* **What you should do**
Quote every one of the items below word for word, reproducing each line without any change.

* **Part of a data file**
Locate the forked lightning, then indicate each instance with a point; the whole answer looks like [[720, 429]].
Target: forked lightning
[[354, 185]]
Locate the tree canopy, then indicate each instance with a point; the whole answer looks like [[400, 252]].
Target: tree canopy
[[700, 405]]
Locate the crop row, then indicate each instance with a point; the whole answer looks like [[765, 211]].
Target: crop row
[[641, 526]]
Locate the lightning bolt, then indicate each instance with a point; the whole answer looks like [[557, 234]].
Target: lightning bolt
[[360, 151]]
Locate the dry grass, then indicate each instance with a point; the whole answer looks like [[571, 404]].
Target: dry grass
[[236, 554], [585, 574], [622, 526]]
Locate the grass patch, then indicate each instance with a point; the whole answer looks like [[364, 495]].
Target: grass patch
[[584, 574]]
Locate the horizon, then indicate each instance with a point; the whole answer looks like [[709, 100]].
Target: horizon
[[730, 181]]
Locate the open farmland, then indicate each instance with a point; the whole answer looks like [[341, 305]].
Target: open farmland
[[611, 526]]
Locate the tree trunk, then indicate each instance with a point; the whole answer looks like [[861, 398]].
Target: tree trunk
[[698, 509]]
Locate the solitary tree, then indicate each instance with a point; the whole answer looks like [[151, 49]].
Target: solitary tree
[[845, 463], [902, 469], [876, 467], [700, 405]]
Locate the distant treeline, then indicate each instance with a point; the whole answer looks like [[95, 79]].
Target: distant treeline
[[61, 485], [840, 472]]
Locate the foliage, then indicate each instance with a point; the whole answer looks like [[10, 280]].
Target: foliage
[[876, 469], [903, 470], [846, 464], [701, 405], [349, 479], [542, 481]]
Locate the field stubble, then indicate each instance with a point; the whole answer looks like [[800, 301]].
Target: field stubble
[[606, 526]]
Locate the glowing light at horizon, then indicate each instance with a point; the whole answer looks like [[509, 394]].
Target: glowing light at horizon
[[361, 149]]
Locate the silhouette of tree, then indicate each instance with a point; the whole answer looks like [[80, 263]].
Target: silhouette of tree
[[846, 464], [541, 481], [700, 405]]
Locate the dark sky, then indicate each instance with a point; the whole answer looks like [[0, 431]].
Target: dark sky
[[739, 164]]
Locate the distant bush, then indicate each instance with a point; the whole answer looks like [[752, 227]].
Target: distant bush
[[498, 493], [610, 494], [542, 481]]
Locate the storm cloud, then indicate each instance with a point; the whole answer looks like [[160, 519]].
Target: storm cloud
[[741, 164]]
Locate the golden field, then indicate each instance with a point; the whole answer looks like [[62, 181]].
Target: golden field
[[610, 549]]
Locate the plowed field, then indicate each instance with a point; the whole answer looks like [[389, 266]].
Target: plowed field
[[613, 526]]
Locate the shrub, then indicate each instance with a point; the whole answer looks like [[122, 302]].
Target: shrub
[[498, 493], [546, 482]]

* **Response below**
Locate the forked lightning, then indicate each instance with a point; the whole answer looks like [[720, 429]].
Target: forked lightning
[[354, 185]]
Locate the tree canopy, then indicate each instance with a point; the whole answer looks like [[400, 252]].
Target: tree canopy
[[700, 405]]
Locate the crop row, then indicate each instance with a point; the whole answer looks like [[765, 211]].
Target: crop row
[[641, 526]]
Locate the lightning bolt, then indicate each instance with a point; the whole answer looks like [[557, 234]].
Target: lightning bolt
[[360, 151]]
Locate the dry grass, then indicate each instance with a point; the whole answer looks like [[571, 404]].
Target: dry grass
[[236, 554], [585, 574], [622, 526]]
Locate the grass patch, then indicate each instance with a point; the whole answer looks like [[364, 495]].
Target: grass patch
[[584, 574]]
Locate the horizon, then indicate each instance with a point; the whole answer looks like [[709, 100]].
Target: horizon
[[730, 181]]
Locate the open farmland, then indicate each instance with a point; the whole answer looks like [[341, 305]].
Target: open farmland
[[611, 526]]
Locate the tree trunk, then indicate each instance with a point; the whole answer looks like [[861, 398]].
Target: tree trunk
[[698, 509]]
Locate the solitary tree, then indicate each instance with a point; the whole answer looks like [[151, 49]].
Target: solitary tree
[[845, 463], [902, 469], [876, 467], [700, 405]]
Locate the distant treeline, then indicate each instance with a point; the whole answer looks like [[95, 79]].
Target: distant treeline
[[61, 485], [840, 472]]
Locate the foliage, then indicate each instance with a point; the whole answer looks like [[10, 280]].
Target: foliage
[[876, 469], [903, 470], [846, 464], [701, 405], [349, 479], [542, 481]]
Locate the field stubble, then indicate each instance with a point; the whole answer looks like [[800, 301]].
Target: field stubble
[[606, 526]]
Locate the glowing light at horizon, then indicate each instance with a point; the whole answer looks like [[509, 394]].
Target: glowing light at horizon
[[361, 149]]
Locate the silhouette of tree, then indicate each instance with a point; the whole answer looks like [[80, 263]].
Target: silhouette of tree
[[846, 464], [541, 481], [700, 405]]
Locate the dark sky, then indicate each instance with a point; the whole answer looks like [[0, 431]].
Target: dark sky
[[739, 164]]
Locate the distant bush, then indicate each instance with a point; the whole answer looks like [[752, 227]].
Target: distant bush
[[498, 493], [610, 494], [542, 481]]
Locate the storm cloud, then indicate each instance with a point; the whole answer looks like [[160, 519]].
Target: storm cloud
[[741, 164]]
Locate the golden field, then indicate each instance with a point; the whole answer looks like [[62, 181]].
Target: golden field
[[610, 549]]
Locate the plowed field, then indicate each instance with a point; the whole answer looks like [[389, 266]].
Target: plowed field
[[613, 526]]
Locate the shrub, then indicate each instance with a point; the whole answer looks like [[122, 302]].
Target: shrub
[[498, 493], [546, 482]]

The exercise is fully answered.